━━━━━ Fragmento ━━━━━

Cuando me decidí a regresar a Marruecos en agosto de 2013 después de tres visitas en menos de un año, ansiaba pasar el tiempo con mi amigo Mohamed. Guardaba un hermoso recuerdo de nuestra excursión juntos cuando fuimos a la casa de sus padres. Esta vez embarcaba subido en mi propio coche y eso nos iba a dar mayor libertad para movernos. Ya conocía Assilah y Chefchaouen y confiaba en descubrir nuevos rincones. Iría de la mano de un local que me ayudaría a aprovechar la semana. Los días antes de mi llegada, habíamos hablado por teléfono y mi amigo no paraba de repetirme mrhaba, aunque me sonaba a que no creía que de verdad fuera, así que le remarcaba la fecha del billete. Ingenuamente creía que así se organizaría para poder hacer coincidir sus vacaciones. Pasada la alegría del encuentro inicial y con el té de bienvenida en la mano, enseguida descubrí que esos días en nada se parecerían a cómo los había imaginado.

Para empezar, Mohamed trabajaría de lunes a sábado y seguramente tendría que hacer horas extras en la fábrica. C’est la saison. Me miraba y reía mostrando que era una obviedad que todo el mundo conocía. Al menos al día siguiente era domingo y pudimos hacer una escapada con su mujer y el más pequeño hasta la gruta de Hércules. Tiempo después supe que era la primera vez que visitaban aquel lugar, a pesar de estar a tan solo treinta quilómetros de donde viven. El niño estaba feliz y los mayores no paraban de agradecerme el que les hubiera llevado allí. Y me sentía tan bien con ellos que no quise negarme a ninguna de sus peticiones. Así fue cómo sus hijos adolescentes acabaron sustituyéndole como compañeros de aventura en un viaje de tres días por el norte de Marruecos. Sin darme cuenta está abriendo la puerta hacer de niñero de unos ruidosos quinceañeros.

━━━━━ Información proporcionada ━━━━━

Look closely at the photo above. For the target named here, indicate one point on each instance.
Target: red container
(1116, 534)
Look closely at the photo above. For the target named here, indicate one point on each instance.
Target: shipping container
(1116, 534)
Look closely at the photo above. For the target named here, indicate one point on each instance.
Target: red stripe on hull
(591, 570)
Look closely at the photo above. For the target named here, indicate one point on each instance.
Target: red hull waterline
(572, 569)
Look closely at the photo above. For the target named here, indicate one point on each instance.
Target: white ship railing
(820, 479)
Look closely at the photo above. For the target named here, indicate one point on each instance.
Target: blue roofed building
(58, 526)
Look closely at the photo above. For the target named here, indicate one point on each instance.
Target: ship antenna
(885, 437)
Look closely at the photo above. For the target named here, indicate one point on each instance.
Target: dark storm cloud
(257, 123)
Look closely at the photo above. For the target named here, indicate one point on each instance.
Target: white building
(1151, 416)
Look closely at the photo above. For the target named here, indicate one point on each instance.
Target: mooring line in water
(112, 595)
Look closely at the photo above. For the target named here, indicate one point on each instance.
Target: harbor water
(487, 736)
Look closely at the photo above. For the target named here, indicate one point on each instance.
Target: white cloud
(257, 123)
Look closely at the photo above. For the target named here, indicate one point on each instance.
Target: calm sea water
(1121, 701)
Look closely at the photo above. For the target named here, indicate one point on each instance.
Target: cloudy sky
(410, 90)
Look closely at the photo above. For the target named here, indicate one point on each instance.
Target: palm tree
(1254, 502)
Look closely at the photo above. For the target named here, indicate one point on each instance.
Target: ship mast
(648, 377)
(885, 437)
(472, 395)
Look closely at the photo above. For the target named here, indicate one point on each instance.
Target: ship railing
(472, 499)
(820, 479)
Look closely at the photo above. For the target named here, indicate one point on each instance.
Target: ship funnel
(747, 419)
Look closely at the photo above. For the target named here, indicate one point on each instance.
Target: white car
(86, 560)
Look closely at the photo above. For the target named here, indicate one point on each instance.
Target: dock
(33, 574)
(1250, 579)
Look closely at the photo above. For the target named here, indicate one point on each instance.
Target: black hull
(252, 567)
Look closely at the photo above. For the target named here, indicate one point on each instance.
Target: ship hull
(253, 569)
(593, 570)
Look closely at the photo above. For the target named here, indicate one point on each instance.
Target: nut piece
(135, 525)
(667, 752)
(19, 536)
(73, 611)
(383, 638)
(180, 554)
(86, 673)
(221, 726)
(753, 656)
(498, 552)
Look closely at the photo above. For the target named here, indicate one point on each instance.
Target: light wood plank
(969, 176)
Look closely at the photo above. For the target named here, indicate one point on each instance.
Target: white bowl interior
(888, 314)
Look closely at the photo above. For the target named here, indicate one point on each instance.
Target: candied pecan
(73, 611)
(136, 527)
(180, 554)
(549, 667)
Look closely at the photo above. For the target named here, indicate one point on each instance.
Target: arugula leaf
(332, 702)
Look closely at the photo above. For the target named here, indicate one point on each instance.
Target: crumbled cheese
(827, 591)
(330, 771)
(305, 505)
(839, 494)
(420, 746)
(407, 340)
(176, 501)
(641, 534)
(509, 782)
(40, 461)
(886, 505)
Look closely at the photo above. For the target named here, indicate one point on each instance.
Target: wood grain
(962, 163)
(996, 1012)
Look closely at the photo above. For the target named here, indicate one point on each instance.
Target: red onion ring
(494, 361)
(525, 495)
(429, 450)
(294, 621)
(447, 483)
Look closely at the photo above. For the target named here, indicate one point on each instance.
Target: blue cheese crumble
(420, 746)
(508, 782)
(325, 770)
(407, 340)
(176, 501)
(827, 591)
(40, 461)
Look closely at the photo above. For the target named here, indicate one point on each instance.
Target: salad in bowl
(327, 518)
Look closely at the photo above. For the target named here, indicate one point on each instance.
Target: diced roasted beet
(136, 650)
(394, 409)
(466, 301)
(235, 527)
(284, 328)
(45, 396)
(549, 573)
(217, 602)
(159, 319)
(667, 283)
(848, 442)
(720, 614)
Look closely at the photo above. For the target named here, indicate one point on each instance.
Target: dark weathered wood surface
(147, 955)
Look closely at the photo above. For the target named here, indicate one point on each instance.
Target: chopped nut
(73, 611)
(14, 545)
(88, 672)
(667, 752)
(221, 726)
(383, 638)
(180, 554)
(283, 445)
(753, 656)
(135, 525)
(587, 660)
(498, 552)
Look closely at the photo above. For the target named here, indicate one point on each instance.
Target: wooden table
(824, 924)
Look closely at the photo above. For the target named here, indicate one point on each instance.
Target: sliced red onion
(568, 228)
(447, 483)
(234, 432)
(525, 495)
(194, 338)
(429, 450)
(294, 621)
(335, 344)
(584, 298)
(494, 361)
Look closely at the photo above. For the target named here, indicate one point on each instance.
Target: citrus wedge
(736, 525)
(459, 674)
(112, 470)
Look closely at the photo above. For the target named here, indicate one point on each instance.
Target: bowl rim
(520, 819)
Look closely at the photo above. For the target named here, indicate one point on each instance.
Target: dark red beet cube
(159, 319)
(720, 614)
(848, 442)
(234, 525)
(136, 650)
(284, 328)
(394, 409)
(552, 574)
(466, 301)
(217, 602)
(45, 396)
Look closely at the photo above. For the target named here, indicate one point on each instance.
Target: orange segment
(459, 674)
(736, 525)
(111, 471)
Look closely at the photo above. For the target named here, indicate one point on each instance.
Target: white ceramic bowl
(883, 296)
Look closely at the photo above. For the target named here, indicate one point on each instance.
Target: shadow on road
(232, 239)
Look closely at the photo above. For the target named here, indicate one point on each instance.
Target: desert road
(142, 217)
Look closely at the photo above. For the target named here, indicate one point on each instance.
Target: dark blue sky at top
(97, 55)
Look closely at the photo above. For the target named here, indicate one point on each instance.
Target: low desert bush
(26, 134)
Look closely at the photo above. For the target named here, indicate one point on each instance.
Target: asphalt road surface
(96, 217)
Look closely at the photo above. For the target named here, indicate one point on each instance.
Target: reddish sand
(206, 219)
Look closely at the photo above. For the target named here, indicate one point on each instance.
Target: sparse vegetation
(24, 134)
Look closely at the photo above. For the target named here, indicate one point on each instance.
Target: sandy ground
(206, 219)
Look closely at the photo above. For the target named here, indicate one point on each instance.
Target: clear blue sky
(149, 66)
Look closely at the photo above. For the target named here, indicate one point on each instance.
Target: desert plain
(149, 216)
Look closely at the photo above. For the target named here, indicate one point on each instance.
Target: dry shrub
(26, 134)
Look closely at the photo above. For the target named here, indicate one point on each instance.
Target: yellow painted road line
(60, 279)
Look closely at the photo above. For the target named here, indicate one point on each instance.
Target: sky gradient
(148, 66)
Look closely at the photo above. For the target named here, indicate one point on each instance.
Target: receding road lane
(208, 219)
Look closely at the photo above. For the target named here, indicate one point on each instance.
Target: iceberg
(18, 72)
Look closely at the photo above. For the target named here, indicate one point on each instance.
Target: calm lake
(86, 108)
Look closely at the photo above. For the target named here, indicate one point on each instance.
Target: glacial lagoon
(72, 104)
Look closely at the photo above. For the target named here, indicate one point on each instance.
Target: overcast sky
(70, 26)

━━━━━

- **Tareas a realizar**:
a) Resume el fragmento en dos oraciones.
b) Según el fragmento, ¿a qué distancia de donde vive la familia de Mohamed está la gruta de Hércules?

- **En respuesta**:
a) En agosto de 2013, quien narra volvió a Marruecos en su propio coche con ganas de pasar la semana con su amigo Mohamed, pero al llegar supo que él trabajaría de lunes a sábado en la fábrica porque era temporada. Tras una escapada de domingo a la gruta de Hércules con la mujer y el hijo pequeño de Mohamed, terminó haciendo un viaje de tres días por el norte de Marruecos con los hijos adolescentes de su amigo.

b) A tan solo treinta kilómetros.